§ Information supplied:

━━━━━━━━━━━━━━━━

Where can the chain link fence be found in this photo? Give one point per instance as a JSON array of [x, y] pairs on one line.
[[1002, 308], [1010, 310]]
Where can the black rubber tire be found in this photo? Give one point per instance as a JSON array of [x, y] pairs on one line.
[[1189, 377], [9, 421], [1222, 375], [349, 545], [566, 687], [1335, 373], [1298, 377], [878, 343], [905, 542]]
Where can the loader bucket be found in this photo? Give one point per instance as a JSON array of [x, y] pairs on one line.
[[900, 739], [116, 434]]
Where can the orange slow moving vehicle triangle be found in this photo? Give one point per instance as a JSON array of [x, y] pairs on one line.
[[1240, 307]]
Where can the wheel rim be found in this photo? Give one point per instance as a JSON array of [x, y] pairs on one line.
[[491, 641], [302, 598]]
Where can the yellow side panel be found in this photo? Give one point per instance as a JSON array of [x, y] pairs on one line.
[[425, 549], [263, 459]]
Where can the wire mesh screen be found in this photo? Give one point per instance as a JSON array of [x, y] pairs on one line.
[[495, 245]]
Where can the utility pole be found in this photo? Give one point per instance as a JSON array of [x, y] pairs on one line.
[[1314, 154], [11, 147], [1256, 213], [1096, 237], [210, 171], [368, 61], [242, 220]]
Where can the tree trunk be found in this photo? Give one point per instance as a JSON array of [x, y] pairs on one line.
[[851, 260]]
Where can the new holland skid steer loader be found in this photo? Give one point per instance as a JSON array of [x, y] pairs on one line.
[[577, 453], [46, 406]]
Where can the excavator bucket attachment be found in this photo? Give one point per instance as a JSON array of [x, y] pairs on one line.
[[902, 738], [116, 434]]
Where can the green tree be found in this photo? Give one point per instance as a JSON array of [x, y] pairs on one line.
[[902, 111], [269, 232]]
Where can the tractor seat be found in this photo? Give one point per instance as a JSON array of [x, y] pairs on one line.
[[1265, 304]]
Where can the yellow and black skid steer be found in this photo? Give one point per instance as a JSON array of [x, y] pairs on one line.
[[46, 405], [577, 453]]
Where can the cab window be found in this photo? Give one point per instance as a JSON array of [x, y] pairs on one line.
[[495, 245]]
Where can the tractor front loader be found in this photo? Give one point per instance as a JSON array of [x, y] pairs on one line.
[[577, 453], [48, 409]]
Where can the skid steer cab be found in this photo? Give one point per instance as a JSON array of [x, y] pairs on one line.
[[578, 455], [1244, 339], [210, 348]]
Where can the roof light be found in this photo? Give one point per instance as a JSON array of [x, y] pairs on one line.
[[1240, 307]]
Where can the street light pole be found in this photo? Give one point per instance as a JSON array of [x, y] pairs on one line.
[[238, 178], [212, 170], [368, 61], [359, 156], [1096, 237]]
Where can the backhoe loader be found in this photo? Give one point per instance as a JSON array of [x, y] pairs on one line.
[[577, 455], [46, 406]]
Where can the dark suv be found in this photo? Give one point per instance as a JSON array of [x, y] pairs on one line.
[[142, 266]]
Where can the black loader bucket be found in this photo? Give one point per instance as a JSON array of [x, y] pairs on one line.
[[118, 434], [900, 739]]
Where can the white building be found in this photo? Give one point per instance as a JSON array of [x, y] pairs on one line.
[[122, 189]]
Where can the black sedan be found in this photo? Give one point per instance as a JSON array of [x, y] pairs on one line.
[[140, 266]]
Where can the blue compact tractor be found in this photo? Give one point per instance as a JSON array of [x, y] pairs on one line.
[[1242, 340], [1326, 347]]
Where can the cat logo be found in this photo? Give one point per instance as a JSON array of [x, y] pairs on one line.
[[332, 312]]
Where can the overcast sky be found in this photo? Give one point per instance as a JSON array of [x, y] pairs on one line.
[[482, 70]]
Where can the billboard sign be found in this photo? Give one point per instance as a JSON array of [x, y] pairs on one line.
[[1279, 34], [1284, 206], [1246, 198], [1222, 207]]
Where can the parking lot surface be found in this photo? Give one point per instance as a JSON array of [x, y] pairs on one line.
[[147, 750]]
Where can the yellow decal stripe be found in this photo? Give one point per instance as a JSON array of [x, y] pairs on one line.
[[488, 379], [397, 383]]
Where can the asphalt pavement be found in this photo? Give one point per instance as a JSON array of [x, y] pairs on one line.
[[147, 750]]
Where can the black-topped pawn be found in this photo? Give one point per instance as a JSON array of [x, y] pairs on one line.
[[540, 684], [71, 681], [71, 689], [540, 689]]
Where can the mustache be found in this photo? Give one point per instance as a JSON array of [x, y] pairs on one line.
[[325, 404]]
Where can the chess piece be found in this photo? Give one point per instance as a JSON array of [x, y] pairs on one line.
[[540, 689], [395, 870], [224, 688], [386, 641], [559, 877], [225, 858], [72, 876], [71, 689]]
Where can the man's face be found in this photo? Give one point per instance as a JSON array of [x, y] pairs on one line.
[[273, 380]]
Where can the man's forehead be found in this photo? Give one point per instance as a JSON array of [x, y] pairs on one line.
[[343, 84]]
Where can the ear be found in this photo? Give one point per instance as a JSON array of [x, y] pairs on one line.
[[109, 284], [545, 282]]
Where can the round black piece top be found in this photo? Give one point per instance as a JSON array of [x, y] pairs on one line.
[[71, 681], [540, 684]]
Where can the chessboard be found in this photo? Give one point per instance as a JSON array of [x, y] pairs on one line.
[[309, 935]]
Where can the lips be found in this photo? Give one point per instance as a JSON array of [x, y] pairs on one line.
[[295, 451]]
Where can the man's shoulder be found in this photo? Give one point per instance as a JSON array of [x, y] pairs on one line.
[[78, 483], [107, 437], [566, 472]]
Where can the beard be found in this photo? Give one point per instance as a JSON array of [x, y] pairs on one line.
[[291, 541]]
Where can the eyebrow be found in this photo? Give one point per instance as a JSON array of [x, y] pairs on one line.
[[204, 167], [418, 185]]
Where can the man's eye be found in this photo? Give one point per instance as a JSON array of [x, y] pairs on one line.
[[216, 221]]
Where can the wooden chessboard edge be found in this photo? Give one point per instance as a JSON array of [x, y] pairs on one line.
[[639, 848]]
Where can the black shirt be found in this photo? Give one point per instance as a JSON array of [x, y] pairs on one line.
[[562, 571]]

━━━━━━━━━━━━━━━━

§ Instructions for the task: Every entry must be output again, exactly as written above.

§ Response below:
Where can the chain link fence be found in this photo? Give one point per instance as a JSON array of [x, y] pairs on one line.
[[1002, 308], [1010, 310]]
Where can the black rubber tire be found in this photo? Give one point per instance as a JSON array of [x, y] pairs on one line.
[[1189, 377], [9, 421], [1222, 375], [349, 545], [566, 687], [1335, 373], [1298, 377], [878, 343], [905, 542]]
Where can the loader bucket be found in this photo? Give one point per instance as a JSON array of [x, y] pairs on one line.
[[900, 739], [116, 434]]
Where can the orange slow moving vehicle triangle be found in this photo? Give one point per instance as a JSON array of [x, y] pairs on one line.
[[1240, 307]]
Where can the wheel rim be found in this photo? Give one point per instance as a JSON array of [x, y] pairs on one line.
[[491, 641], [302, 598]]
Where can the yellow side panel be found in this photo? Give one point per instance as a JSON array of [x, y] pairs on one line.
[[425, 549], [263, 459]]
Where can the wire mesh screen be found in this photo? Give one point per instance as a JSON array of [x, y] pairs on one line.
[[495, 245]]
Where can the utility pole be found in this photo? Give one point per instance as a JSON array of [x, y] pairs on one line.
[[1314, 154], [11, 147], [1256, 213], [1096, 237], [210, 171], [368, 61], [242, 220]]
Where can the tree trunk be found in this photo? Give one point per instance as a JSON array of [x, y] pairs on one line.
[[851, 260]]
Where can the new holland skid steer loader be found in this photo? Give one point per instance as a JSON array of [x, y] pairs on one line.
[[577, 453], [46, 406]]
Where can the excavator bucket attachment be found in this photo? Give one point per instance as a JSON array of [x, y] pairs on one line.
[[902, 738], [116, 434]]
Where can the green tree be found in this photo? Give one point per instance as a JSON array of [x, y] pairs on one line.
[[902, 111], [269, 232]]
Where can the tractor seat be found in this photo? Give one point per instance as a JSON array of [x, y] pairs on one line.
[[1265, 304]]
Where can the yellow and black skid steer be found in this photo? Give one point per instance as a JSON array of [x, y] pairs on one line.
[[46, 405], [577, 453]]
Where can the cab window be found in this photo? Give one point per instance as a JSON array of [x, y] pairs on one line.
[[495, 245]]
Where can the tractor front loader be found in this photo? Give one point per instance as a JSON array of [x, y] pairs on one line.
[[577, 453], [48, 409]]
Where can the skid steer cab be found in this photo? Give one point per instance as a JSON array of [x, y] pairs on one line.
[[578, 455], [1244, 339], [210, 348]]
Where can the roof light be found in this photo? Give one point per instance as a JSON array of [x, y] pairs on one line.
[[1240, 307]]
Where can the street light pole be found in this photo? Give one point per instance as a JSON array of [x, y] pairs on one line.
[[238, 178], [212, 170], [368, 61], [359, 156], [1096, 237]]
Where can the backhoe loader be found in this photo? Give one point per instance as a JSON array of [x, y] pairs on one line.
[[577, 455], [46, 406]]
Where can the dark suv be found in this photo? Give one point per instance as a JSON array of [x, y] pairs on one line.
[[142, 266]]
Where can the black loader bucket be found in this photo? Give one point per instance as a JSON array of [x, y] pairs on one line.
[[118, 434], [900, 739]]
Where can the white building be found in this photo? Give one point per instance as a JSON array of [x, y] pairs on one line.
[[122, 189]]
Where can the black sedan be found in this photo? Give one point per instance as a JSON array of [x, y] pairs on one line.
[[140, 266]]
Where can the blue compact tractor be found in this photo? Give one point per instance as a JSON array of [x, y] pairs on one line.
[[1242, 340], [1326, 347]]
Where can the cat logo be found in this photo? Give one point per instance as a JSON array of [x, y] pairs on one line.
[[332, 312]]
Where can the overcast sky be found in this photo? Give one point per instance as a JSON array of [x, y] pairs on one line.
[[482, 70]]
Where can the billboard sign be found in this photo? Give one point per instance as a JSON array of [x, y] pairs on one line.
[[1279, 34], [1284, 206], [1246, 198], [1222, 207]]
Where can the parking lot surface be found in this photo? Give one point per instance as a JSON array of [x, y] pairs on one line.
[[147, 750]]
Where can the yellow decal stripe be found in this photo? Give one point per instance as a JSON array of [x, y] pairs on one line.
[[488, 379], [397, 383]]
Where can the asphalt pavement be found in this photo? Give one point per instance as a JSON array of [x, y] pairs on one line.
[[147, 750]]
Where can the black-topped pawn be found in this photo? Give one point per instance as a JSON array of [x, y] pairs on one line.
[[540, 684], [71, 681], [71, 689], [540, 689]]
Where can the mustache be found in this photo? Give one point per instance as a JSON array of [x, y] pairs on one line.
[[325, 404]]
Where can the chess piece be found in this photo? Give one point per instance as a JSON array of [x, y] pairs on one line.
[[540, 689], [395, 870], [224, 688], [386, 641], [559, 877], [225, 858], [72, 876], [71, 689]]
Where can the man's face be found in this photo? Give one point per instance as a JSON array of [x, y] pairs on one line.
[[273, 380]]
Where can the man's forehead be found in this photo? Give one point per instance as a JSON array of [x, y] pairs on one line.
[[343, 84]]
Where can the ear be found in this photo? Give one point per instance as a JSON array of [x, y] pairs on one line.
[[109, 284], [545, 282]]
Where can the round black piece top be found in this photo? Give one point per instance as a JSON array of [x, y] pairs on one line.
[[71, 681], [540, 684]]
Where can the chessboard be found in this photo? Give one point per instance as a JSON array of [x, y] pairs on one line.
[[309, 935]]
Where can the lips be found in this photo? Give one point per instance as a JSON array of [x, y] pairs on one line.
[[295, 451]]
Where can the man's shoulder be found in this photo? Give one point per instance as a JSON array of [x, y] pairs on one line.
[[78, 483], [107, 437], [566, 472]]
Where can the beard be found in this photo? Give one point per instance as a JSON array of [x, y] pairs on one line.
[[291, 541]]
Where can the eyebrow be found in this photo? Give one point per instance as a JSON array of [x, y] pairs on one line.
[[204, 167], [418, 185]]
Where can the man's eye be found in this photo? Give one point per instance as a JSON array of [x, y] pairs on one line.
[[216, 221]]
Where can the wooden chessboard edge be found in this photo? Give one point per instance as a JSON array of [x, y] pairs on one line.
[[639, 848]]
Where can the black shirt be found in this photo? Give one point per instance as a JSON array of [x, y] pairs on one line.
[[562, 571]]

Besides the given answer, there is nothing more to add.